▶ [Aim]:
List each line in the material below that contains the word "hair", matching case exactly.

[Collection entries]
Start
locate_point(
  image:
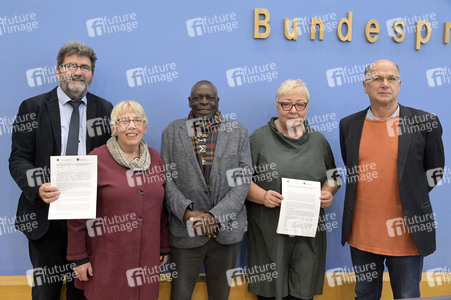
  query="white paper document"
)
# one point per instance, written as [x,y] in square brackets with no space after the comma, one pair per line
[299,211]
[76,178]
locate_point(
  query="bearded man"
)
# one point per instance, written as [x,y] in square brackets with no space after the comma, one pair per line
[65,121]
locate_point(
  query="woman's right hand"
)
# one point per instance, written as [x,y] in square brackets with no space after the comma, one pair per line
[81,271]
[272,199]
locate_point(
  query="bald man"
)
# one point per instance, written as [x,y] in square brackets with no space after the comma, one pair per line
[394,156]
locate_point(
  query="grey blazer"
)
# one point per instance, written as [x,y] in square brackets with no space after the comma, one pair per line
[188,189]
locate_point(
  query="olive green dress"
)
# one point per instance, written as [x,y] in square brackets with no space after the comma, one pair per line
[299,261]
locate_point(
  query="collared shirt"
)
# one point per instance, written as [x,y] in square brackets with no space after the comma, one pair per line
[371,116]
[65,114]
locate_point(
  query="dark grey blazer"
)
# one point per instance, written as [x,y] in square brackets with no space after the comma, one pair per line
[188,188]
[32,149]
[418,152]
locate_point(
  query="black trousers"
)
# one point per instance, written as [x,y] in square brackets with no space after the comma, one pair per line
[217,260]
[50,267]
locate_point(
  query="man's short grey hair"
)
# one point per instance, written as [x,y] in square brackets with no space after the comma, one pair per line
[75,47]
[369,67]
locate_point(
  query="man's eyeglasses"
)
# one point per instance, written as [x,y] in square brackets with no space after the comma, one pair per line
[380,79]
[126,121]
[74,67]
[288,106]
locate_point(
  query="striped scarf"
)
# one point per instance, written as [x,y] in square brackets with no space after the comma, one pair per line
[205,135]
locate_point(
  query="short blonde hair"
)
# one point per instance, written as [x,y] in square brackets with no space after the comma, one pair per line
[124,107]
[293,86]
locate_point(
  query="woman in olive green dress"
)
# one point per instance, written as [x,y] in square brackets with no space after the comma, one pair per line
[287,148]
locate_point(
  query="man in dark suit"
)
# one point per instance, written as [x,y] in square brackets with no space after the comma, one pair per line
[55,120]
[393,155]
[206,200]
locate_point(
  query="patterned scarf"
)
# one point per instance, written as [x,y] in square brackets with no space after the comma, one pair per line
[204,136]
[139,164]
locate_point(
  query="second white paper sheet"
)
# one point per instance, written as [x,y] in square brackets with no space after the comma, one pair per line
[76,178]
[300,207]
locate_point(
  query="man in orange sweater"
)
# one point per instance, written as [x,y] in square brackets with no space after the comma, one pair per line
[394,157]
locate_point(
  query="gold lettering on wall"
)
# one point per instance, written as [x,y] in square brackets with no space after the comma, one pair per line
End
Start
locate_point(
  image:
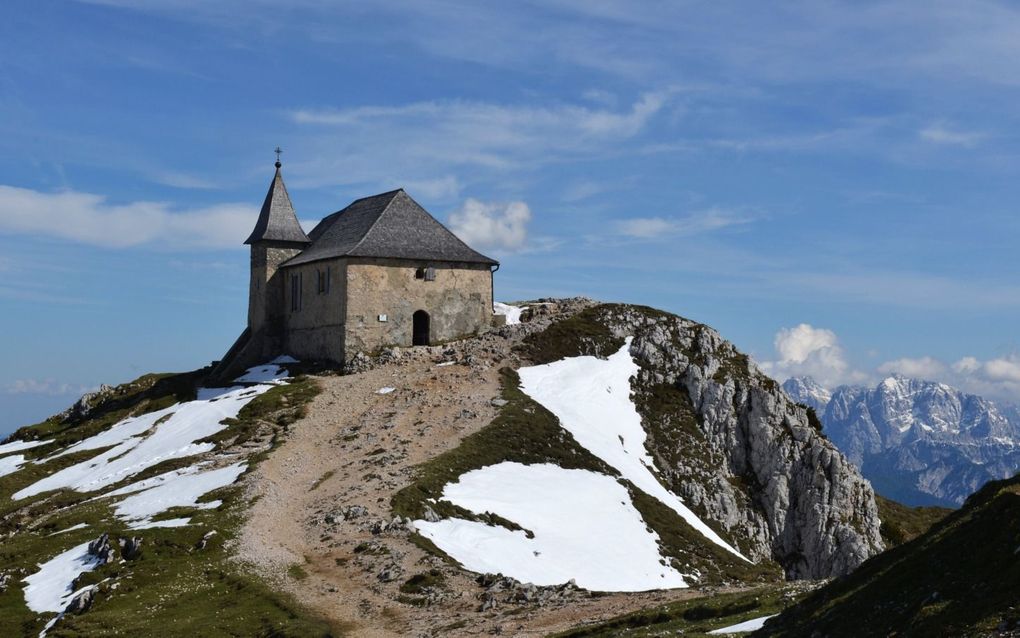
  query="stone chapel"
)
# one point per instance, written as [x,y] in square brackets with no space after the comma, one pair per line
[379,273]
End
Start
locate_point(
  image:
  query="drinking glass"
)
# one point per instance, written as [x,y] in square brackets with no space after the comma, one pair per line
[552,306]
End
▶ [Solution for this task]:
  query="man's short grey hair"
  query="short blonde hair"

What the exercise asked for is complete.